Could you rewrite every line of the data below as a JSON list of strings, one string per line, leaving out any blank lines?

##### MATERIAL PROVIDED #####

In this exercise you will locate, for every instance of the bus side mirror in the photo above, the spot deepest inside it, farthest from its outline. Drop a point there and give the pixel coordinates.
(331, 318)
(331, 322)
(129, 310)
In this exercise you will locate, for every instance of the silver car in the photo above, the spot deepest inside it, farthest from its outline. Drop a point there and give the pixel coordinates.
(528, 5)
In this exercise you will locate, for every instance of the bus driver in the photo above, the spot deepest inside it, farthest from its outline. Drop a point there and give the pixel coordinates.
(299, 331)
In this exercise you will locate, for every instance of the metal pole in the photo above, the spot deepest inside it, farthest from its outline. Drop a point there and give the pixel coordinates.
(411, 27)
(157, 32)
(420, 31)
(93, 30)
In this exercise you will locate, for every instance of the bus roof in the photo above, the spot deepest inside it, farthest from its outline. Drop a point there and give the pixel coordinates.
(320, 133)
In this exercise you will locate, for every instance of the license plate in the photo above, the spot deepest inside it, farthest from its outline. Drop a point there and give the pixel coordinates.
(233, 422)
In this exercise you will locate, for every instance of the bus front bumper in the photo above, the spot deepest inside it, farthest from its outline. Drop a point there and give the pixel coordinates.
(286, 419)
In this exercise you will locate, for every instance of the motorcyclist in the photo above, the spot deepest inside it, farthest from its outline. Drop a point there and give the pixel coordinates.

#####

*OUTPUT FOR THIS TASK*.
[
  "In this exercise you will locate, for every instance of the bus side mirror in the photo above, the spot deepest inside it, farthest from its outline. Drop a point there and give the pixel coordinates.",
  "(331, 318)",
  "(331, 322)",
  "(129, 310)",
  "In this exercise you will locate, for every instance of the silver car in the photo above, the spot deepest inside it, farthest from its outline. Drop a point there and give the pixel coordinates.",
  "(528, 5)",
  "In this exercise you will locate, for every instance of the bus driver in the photo above, the spot deepest inside it, farthest from its outline. Drop a point there and give the pixel coordinates.",
  "(299, 331)",
  "In this exercise you will locate, for every instance of the metal pole in the photo above, the spot deepest inside it, farthest from its outline. Drop a point there and give the pixel coordinates.",
  "(411, 27)",
  "(157, 32)",
  "(420, 31)",
  "(93, 30)",
  "In this exercise you will locate, for every instance of the bus roof in the photo above, the spot deepest inside it, farthest from its outline. Drop a point there and give the pixel coordinates.",
  "(320, 133)",
  "In this exercise you will locate, for every instance of the license plate in the photo above, the spot deepest inside it, farthest from its outline. Drop a point there and give the pixel coordinates.",
  "(233, 422)",
  "In this exercise you will locate, for every instance of the bus front bumper in the photo above, the spot deepest inside it, farthest from its outline. Drop a point there and give the pixel coordinates.",
  "(286, 419)",
  "In this exercise you will locate, for every instance of the motorcyclist in the photo above, the spot deepest inside it, farthest from its outline. Drop a point there and give the pixel coordinates."
]